Segment Start: DATA LISTING
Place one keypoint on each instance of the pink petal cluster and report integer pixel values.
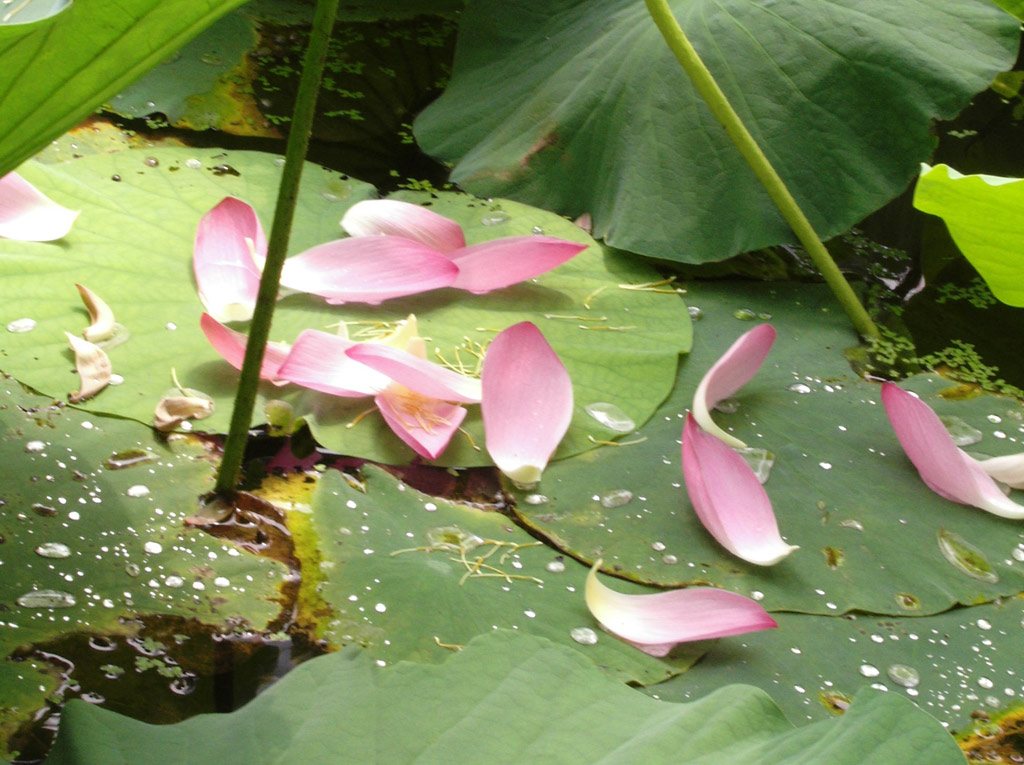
(396, 249)
(946, 469)
(656, 623)
(726, 495)
(29, 215)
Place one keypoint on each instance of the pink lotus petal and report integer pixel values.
(944, 467)
(729, 500)
(426, 425)
(231, 345)
(426, 378)
(226, 275)
(368, 269)
(317, 360)
(1008, 469)
(403, 219)
(729, 374)
(29, 215)
(656, 623)
(502, 262)
(527, 401)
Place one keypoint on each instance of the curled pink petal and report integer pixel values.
(492, 265)
(1008, 469)
(426, 378)
(729, 499)
(29, 215)
(317, 360)
(403, 219)
(368, 269)
(425, 424)
(729, 374)
(656, 623)
(943, 466)
(231, 345)
(228, 239)
(527, 401)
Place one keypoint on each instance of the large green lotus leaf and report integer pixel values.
(395, 580)
(842, 489)
(985, 216)
(54, 73)
(949, 664)
(86, 549)
(133, 242)
(578, 105)
(508, 697)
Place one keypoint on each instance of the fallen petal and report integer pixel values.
(526, 404)
(729, 499)
(403, 219)
(656, 623)
(1008, 469)
(228, 240)
(426, 425)
(368, 269)
(317, 360)
(100, 315)
(426, 378)
(729, 374)
(93, 368)
(231, 345)
(173, 410)
(29, 215)
(492, 265)
(946, 469)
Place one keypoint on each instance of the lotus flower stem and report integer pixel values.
(298, 141)
(740, 136)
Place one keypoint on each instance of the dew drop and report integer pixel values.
(760, 460)
(453, 539)
(46, 599)
(53, 550)
(584, 635)
(610, 416)
(727, 406)
(19, 326)
(907, 601)
(616, 498)
(903, 675)
(966, 557)
(496, 217)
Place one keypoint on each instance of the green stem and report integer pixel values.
(770, 179)
(259, 331)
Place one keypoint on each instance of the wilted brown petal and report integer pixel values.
(93, 367)
(99, 313)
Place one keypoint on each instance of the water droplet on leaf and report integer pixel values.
(610, 416)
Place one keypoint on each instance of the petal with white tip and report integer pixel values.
(657, 622)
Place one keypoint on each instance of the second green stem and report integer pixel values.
(740, 136)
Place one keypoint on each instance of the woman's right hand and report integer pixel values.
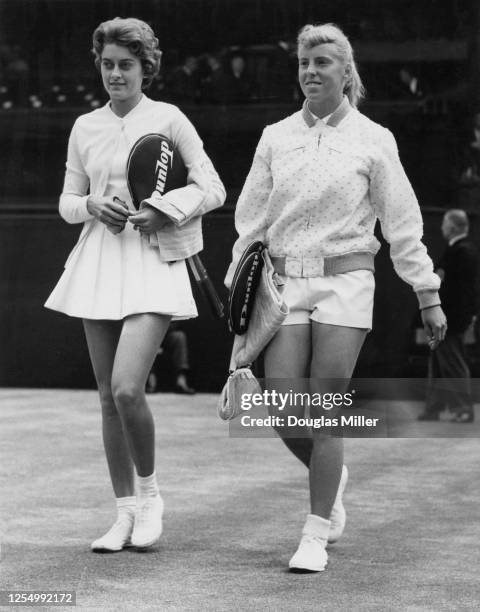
(111, 211)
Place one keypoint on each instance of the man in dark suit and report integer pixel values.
(458, 270)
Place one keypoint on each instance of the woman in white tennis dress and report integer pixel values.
(126, 277)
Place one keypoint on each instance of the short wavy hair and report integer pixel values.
(134, 34)
(313, 35)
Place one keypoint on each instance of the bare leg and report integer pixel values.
(288, 356)
(141, 336)
(102, 339)
(335, 351)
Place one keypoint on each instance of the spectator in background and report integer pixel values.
(183, 85)
(471, 172)
(409, 85)
(174, 348)
(239, 86)
(458, 269)
(214, 84)
(16, 74)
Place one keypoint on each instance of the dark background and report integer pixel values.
(436, 40)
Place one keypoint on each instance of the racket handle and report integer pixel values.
(205, 285)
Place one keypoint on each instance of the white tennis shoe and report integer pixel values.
(311, 555)
(148, 521)
(117, 537)
(338, 516)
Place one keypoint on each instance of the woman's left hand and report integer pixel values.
(435, 325)
(148, 220)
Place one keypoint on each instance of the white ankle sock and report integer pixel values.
(126, 505)
(148, 486)
(317, 526)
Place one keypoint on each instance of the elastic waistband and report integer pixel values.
(304, 267)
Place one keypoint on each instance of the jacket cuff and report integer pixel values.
(428, 298)
(171, 211)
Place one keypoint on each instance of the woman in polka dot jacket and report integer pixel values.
(319, 180)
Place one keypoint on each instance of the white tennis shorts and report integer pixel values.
(342, 299)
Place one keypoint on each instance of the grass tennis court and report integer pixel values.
(234, 511)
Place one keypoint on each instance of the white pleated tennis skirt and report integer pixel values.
(111, 276)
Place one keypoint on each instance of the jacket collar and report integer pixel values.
(335, 118)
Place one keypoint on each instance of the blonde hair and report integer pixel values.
(312, 35)
(134, 34)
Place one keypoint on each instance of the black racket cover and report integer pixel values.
(154, 164)
(244, 286)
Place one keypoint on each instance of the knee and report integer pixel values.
(126, 395)
(106, 400)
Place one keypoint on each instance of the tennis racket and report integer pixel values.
(154, 164)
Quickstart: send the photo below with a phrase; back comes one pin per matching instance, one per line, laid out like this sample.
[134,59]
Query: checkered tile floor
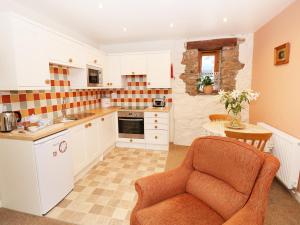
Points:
[106,195]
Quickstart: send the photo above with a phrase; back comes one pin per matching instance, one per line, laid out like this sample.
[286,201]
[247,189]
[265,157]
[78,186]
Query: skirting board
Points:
[297,196]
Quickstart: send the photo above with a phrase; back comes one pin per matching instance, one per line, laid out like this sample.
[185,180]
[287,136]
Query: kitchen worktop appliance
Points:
[131,123]
[8,120]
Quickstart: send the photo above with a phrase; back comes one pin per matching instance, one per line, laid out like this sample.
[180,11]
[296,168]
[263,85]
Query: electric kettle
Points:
[8,120]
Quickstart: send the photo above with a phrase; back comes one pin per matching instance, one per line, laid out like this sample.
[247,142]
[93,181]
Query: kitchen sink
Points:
[73,117]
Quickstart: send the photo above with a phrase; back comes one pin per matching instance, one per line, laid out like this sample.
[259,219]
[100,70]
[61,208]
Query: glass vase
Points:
[235,121]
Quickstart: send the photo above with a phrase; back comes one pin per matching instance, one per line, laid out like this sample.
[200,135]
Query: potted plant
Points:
[234,102]
[207,85]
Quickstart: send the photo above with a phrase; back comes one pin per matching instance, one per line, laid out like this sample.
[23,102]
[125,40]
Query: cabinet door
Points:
[32,66]
[133,64]
[158,72]
[112,77]
[77,148]
[92,139]
[64,51]
[94,58]
[108,131]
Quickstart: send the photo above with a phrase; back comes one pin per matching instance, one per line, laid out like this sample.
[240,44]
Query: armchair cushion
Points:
[224,185]
[183,209]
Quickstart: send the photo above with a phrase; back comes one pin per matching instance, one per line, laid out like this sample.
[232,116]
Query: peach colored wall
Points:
[279,86]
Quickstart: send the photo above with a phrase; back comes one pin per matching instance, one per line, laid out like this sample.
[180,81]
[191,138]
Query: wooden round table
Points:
[217,128]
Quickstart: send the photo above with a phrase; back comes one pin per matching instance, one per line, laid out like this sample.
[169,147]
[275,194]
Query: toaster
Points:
[159,102]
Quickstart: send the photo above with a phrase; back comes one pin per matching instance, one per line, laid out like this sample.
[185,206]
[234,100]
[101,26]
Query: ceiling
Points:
[145,20]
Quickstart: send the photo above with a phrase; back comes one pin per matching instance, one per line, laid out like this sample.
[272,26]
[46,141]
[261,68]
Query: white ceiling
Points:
[148,20]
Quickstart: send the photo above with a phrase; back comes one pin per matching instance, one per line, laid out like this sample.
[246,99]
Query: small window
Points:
[209,64]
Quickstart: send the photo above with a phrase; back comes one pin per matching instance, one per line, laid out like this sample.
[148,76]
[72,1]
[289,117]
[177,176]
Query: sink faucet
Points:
[63,108]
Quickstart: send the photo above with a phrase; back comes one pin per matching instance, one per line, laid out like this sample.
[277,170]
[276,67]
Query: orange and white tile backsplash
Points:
[48,104]
[136,93]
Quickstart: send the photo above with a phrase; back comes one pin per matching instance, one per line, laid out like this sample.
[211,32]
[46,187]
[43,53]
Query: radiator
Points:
[287,149]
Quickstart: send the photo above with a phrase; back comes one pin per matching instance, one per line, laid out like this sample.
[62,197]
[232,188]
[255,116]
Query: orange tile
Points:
[42,96]
[24,112]
[14,98]
[49,109]
[53,95]
[38,111]
[29,97]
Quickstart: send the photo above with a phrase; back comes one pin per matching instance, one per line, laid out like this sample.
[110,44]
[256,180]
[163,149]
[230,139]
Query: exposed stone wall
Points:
[191,72]
[229,67]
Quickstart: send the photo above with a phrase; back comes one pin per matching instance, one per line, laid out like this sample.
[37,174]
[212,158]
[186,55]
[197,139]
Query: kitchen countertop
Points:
[55,128]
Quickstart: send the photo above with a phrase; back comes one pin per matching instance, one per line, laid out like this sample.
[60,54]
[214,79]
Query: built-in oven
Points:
[131,124]
[94,76]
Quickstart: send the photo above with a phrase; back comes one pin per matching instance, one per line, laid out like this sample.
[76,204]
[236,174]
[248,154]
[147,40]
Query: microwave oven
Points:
[94,76]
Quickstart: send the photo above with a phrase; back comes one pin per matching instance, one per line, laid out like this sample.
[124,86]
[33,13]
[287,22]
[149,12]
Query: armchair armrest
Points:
[245,216]
[253,213]
[161,186]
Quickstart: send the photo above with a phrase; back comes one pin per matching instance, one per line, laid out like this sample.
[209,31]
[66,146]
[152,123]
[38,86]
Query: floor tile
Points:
[106,195]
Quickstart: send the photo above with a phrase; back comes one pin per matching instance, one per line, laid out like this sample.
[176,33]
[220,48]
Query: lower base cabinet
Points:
[89,141]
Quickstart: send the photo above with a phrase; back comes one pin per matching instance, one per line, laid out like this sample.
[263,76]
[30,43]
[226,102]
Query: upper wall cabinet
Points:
[133,64]
[23,64]
[95,57]
[112,71]
[158,69]
[66,52]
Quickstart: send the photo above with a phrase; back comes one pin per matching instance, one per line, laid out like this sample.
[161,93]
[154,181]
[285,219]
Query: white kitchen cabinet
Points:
[95,57]
[77,148]
[159,70]
[92,139]
[112,72]
[107,130]
[64,51]
[23,64]
[89,141]
[133,64]
[157,130]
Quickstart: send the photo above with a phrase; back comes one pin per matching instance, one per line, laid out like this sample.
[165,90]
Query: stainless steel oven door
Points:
[131,127]
[94,77]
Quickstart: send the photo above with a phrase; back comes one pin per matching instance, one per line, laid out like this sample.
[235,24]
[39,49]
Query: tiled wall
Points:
[48,104]
[136,93]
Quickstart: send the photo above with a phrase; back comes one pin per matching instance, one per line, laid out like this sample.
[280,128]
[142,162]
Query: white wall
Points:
[190,113]
[10,5]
Segment End: DATA LISTING
● **EXERCISE INSTRUCTIONS**
Copy each line of the preceding data that contains the string "door".

● **RESULT**
Query: cabinet door
Query: stainless steel oven door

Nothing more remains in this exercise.